■ RECORDS PROVIDED ■
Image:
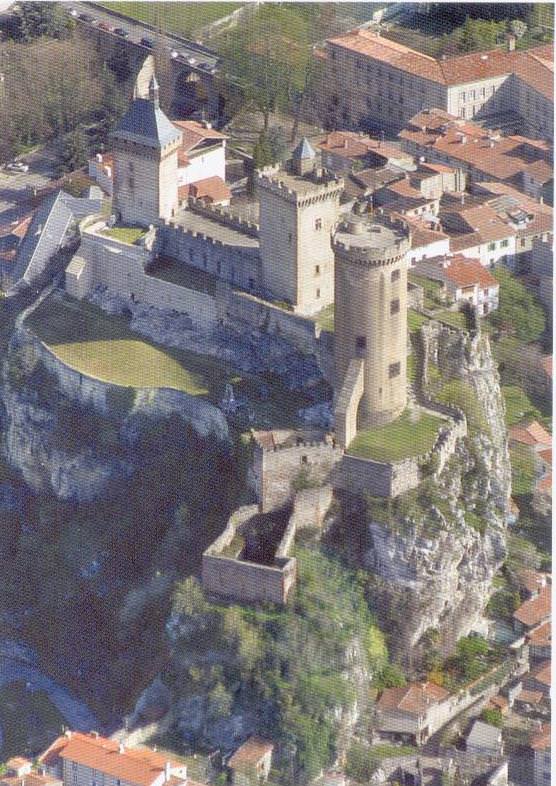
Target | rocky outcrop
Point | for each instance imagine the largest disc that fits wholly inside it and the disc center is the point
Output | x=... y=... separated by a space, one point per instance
x=434 y=552
x=40 y=395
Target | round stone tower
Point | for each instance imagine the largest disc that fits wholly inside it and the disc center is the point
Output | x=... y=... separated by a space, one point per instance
x=371 y=317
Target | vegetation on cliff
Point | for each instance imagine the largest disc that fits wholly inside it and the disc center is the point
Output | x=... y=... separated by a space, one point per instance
x=293 y=669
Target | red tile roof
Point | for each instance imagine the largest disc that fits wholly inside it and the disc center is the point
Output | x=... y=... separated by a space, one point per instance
x=502 y=157
x=193 y=133
x=534 y=66
x=543 y=673
x=536 y=610
x=541 y=636
x=214 y=189
x=540 y=740
x=413 y=699
x=250 y=752
x=532 y=434
x=134 y=765
x=351 y=144
x=464 y=272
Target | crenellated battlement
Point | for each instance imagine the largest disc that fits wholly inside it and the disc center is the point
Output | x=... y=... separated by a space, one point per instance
x=301 y=190
x=224 y=217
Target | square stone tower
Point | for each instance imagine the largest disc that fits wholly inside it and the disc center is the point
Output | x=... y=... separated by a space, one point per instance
x=145 y=145
x=298 y=212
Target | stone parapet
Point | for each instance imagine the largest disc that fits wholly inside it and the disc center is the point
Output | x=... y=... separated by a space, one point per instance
x=224 y=217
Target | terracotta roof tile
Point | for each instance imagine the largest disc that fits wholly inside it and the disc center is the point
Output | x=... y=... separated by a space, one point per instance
x=135 y=765
x=543 y=673
x=250 y=752
x=212 y=188
x=536 y=610
x=531 y=434
x=540 y=740
x=542 y=635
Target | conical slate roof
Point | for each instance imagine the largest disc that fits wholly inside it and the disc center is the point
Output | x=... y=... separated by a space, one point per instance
x=145 y=123
x=303 y=150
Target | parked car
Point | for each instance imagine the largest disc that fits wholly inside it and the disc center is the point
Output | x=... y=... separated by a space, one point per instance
x=17 y=166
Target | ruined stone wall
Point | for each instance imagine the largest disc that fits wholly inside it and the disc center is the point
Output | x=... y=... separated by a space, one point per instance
x=275 y=471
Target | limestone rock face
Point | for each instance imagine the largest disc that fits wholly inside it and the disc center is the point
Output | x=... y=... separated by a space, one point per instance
x=433 y=564
x=35 y=387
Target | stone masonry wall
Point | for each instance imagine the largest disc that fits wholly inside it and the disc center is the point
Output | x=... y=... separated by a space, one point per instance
x=276 y=470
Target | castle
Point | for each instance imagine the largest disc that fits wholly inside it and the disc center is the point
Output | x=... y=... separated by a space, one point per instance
x=218 y=269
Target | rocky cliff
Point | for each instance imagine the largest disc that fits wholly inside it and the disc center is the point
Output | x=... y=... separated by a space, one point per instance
x=432 y=553
x=48 y=411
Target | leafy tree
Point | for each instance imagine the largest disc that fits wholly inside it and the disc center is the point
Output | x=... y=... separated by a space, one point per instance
x=518 y=312
x=391 y=676
x=493 y=716
x=33 y=20
x=75 y=150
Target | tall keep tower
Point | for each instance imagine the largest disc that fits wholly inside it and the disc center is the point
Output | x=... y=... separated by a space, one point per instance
x=145 y=145
x=370 y=341
x=298 y=212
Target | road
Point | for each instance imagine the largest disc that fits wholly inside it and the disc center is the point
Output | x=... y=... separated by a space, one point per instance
x=197 y=57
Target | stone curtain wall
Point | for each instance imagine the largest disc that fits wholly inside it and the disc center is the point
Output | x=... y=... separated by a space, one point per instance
x=248 y=582
x=237 y=265
x=275 y=471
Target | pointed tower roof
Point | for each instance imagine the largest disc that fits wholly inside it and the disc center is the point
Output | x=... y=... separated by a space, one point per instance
x=145 y=122
x=303 y=151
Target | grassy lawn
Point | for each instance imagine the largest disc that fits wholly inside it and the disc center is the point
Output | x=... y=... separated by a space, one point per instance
x=125 y=234
x=400 y=439
x=518 y=405
x=103 y=346
x=415 y=320
x=325 y=318
x=29 y=721
x=180 y=18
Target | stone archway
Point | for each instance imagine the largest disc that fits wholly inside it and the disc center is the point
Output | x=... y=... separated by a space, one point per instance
x=190 y=93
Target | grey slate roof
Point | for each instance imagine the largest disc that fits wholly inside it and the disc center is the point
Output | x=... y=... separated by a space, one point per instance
x=145 y=123
x=43 y=238
x=303 y=150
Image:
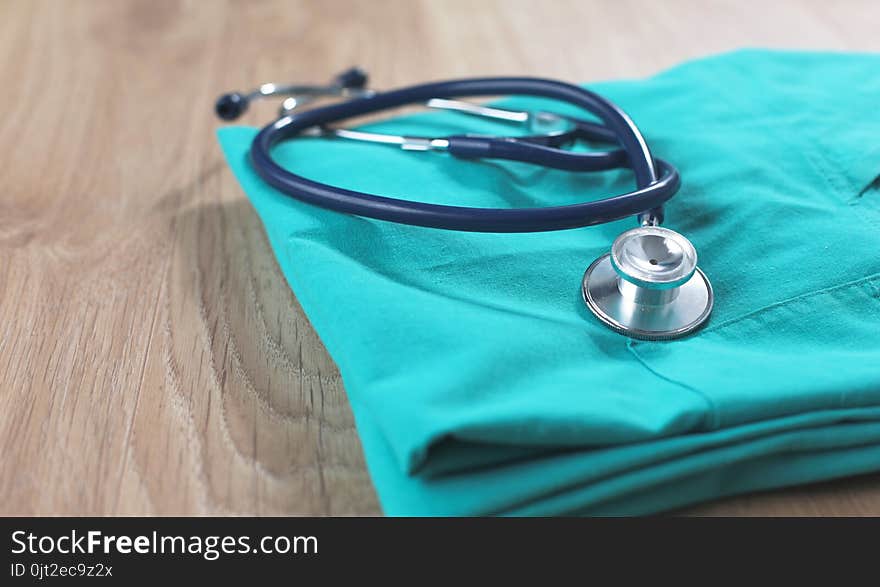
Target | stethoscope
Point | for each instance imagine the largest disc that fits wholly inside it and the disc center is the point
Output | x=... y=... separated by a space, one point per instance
x=648 y=286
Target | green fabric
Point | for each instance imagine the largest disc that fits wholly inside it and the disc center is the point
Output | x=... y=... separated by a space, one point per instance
x=481 y=384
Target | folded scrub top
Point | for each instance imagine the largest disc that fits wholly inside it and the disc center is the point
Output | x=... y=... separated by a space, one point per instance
x=481 y=384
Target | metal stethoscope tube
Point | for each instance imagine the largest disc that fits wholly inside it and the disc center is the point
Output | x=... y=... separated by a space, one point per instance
x=649 y=286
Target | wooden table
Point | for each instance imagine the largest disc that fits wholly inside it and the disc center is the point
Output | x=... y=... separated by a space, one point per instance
x=152 y=359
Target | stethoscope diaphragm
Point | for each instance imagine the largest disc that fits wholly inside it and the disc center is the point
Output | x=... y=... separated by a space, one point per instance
x=649 y=285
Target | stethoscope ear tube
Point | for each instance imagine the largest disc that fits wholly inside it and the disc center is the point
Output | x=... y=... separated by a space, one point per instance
x=648 y=286
x=653 y=189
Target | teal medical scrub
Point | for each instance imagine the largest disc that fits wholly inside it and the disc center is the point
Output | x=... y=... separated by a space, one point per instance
x=481 y=384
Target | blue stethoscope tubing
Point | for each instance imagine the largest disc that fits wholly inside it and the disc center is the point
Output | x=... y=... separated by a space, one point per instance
x=656 y=180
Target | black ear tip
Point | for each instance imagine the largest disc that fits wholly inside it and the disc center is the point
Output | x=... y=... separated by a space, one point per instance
x=230 y=106
x=354 y=78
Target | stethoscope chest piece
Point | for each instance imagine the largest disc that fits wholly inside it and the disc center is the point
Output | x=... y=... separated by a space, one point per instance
x=649 y=286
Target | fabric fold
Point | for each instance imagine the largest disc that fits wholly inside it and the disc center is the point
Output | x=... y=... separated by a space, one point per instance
x=480 y=383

■ WHAT NEEDS TO BE DONE ■
Please output exactly the lines from the one containing "Target | blue stethoscope tubing" through the end of the records, both included.

■ SOLUTION TO THE PROBLEM ■
Target | blue stethoscope tubing
Point | for each instance imagine the largest disc that fits wholly inside it and the disc center is the point
Output | x=... y=... separated by a space, one point per instance
x=656 y=180
Target | black ear tip
Point | for each instance imagine the largest disc that fits wholly inside it and the disc center is the point
Output | x=... y=... separated by a space, one point per instance
x=230 y=106
x=354 y=78
Target | stethoscope chest piece
Point | for each instance imagine the largest disc that fits wholly inside it and the disc center is the point
Output | x=... y=... separated by a space, one point per instance
x=649 y=286
Target | fabric fold
Point | for each instance imagine the largest disc that fits wholly inside it and the disc center is the point
Output | x=... y=... separated by a space, one point per instance
x=480 y=383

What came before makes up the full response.